# Supplied text:
◆ ◆ ◆ ◆ ◆ ◆ ◆

A large part of preparing to die was lying to myself. Some people suddenly find god and a desperate belief in eternal life – go into denial about dying — but my lie was telling myself my children would be just fine without me. The myth of eternal life horrified me, because this would mean I would forever know that I had left them – a hell for me indeed — even if I was in the clouds, among wings and harps and song. My only acceptable idea of “heaven” was being able to continue with my life.

Since then, I have refused to fly alone out of Saskatchewan, away from my family, my house, my friends, my sky, my grass — away from everything I might have shut my eyes to forever, seven years ago.

My children are now 8 and 11. And I was with them. My first novel has been published, the second is in publisher’s limbo, the third is well on its way.

So. This must be heaven.

But now we are selling our house and moving to British Columbia.

I won’t be wearing the Harris Tweed Biker Bitch, driving a Harley, and laying rubber. My wheels are a minivan, with husband, two children, two dogs and two gerbils.

The move will force me to join a wider Canadian literary community, force me to travel.

But as long as I live, I will come back to my grass and my sky. It’s not dying to me.

Deep breath.

Here I go.

◆ ◆ ◆ ◆ ◆ ◆ ◆

# Raw data:

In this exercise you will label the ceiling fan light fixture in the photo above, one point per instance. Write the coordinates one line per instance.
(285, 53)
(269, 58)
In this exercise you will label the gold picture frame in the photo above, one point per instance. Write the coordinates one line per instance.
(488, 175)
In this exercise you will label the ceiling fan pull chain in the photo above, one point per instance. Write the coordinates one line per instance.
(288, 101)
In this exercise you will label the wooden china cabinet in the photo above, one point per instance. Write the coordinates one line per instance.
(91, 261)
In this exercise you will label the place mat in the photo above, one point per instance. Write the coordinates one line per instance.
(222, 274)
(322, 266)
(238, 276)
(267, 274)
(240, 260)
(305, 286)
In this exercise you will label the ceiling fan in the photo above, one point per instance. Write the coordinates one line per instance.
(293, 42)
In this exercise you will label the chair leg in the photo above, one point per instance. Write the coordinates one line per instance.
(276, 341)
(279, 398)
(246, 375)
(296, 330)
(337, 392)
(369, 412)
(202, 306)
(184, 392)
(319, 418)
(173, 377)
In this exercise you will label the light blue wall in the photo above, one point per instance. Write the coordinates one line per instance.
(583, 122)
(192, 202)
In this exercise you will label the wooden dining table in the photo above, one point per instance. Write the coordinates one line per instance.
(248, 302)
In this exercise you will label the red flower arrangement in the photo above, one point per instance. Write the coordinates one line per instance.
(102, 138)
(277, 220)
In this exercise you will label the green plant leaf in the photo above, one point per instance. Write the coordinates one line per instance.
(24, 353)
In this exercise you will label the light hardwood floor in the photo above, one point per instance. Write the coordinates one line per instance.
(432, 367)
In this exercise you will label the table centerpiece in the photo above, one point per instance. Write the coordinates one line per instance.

◆ ◆ ◆ ◆ ◆ ◆ ◆

# Exercise goal:
Could you change the part of the piece about leaving Saskatchewan that opens with "My children are" and closes with "me to travel." by putting "station wagon" in place of "minivan"?

# Exercise response:
My children are now 8 and 11. And I was with them. My first novel has been published, the second is in publisher’s limbo, the third is well on its way.

So. This must be heaven.

But now we are selling our house and moving to British Columbia.

I won’t be wearing the Harris Tweed Biker Bitch, driving a Harley, and laying rubber. My wheels are a station wagon, with husband, two children, two dogs and two gerbils.

The move will force me to join a wider Canadian literary community, force me to travel.